101arrowz / fflate

High performance (de)compression in an 8kB package
https://101arrowz.github.io/fflate
MIT License
2.27k stars 79 forks source link

Streams onData do not work as expected anymore #188

Closed MoeKasp closed 8 months ago

MoeKasp commented 1 year ago

How to reproduce

    const compressor = new Zlib();
    const data = "test";
    let result;
    compressor.ondata = (data) => {
      result = data;
    };
    this.compressor.push(strToU8(data));

    return result;

result will be still undefined as the ondata callback never runs.

The problem In v0.7.x the on data function would have been executed as soon as you would push. In v0.8.x it only runs if you pass true as the second argument. We use the intermittent chunks and we would appreciate a way to use them again.

I believe this change in behaviour is also undocumented.

101arrowz commented 1 year ago

This is an intentional change. The compressor used to accept very tiny chunks which yielded very bad compression ratios. Now it collects your data into chunks from 8kB to 64kB to compress. 8kB is a small enough size that for most use cases (writing the compressed data to a filesystem/uploading to the web/etc.) waiting until you've pushed that much data adds no additional latency. What's your use case where you need the compressed data immediately?

━━━━━━

Decide whether each statement agrees with the fflate issue thread, and answer yes or no with the deciding words of the thread quoted exactly. 1. In v0.8.x, the ondata callback runs as soon as data is pushed. 2. The maintainer calls the change in behavior intentional. 3. The compressor now collects data into chunks from 8kB to 64kB before compressing.

**INFORMATION PROVIDED:**
━━━━━━

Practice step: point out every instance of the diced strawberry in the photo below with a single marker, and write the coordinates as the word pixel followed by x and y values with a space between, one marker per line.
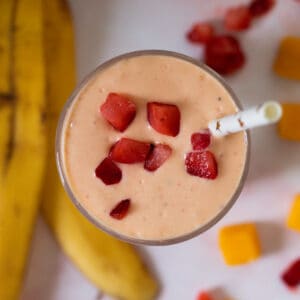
pixel 204 296
pixel 224 54
pixel 260 7
pixel 201 164
pixel 200 33
pixel 118 110
pixel 120 210
pixel 128 151
pixel 108 172
pixel 291 277
pixel 238 18
pixel 201 140
pixel 164 118
pixel 159 154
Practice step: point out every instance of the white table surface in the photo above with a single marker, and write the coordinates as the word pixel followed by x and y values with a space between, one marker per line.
pixel 107 28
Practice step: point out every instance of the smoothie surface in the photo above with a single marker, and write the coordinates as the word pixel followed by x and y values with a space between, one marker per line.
pixel 169 202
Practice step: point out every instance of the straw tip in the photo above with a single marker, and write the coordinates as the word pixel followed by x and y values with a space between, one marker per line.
pixel 272 111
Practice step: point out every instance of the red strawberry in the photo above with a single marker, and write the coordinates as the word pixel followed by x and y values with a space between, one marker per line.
pixel 260 7
pixel 201 164
pixel 164 118
pixel 238 18
pixel 291 277
pixel 200 33
pixel 157 157
pixel 118 110
pixel 128 151
pixel 108 172
pixel 204 296
pixel 224 54
pixel 200 140
pixel 120 210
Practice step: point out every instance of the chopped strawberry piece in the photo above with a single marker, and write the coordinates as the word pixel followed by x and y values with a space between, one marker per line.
pixel 201 164
pixel 128 151
pixel 204 296
pixel 291 277
pixel 118 110
pixel 157 157
pixel 200 33
pixel 224 54
pixel 238 18
pixel 260 7
pixel 120 210
pixel 201 140
pixel 108 172
pixel 164 118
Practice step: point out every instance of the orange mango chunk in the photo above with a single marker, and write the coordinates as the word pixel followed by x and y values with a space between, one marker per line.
pixel 287 61
pixel 289 125
pixel 293 220
pixel 239 243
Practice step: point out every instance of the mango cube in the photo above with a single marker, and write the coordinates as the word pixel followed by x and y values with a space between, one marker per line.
pixel 289 125
pixel 239 243
pixel 287 61
pixel 293 220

━━━━━━

**TASK RESULT:**
1. No: "In v0.8.x it only runs if you pass true as the second argument."
2. Yes: "This is an intentional change."
3. Yes: "Now it collects your data into chunks from 8kB to 64kB to compress."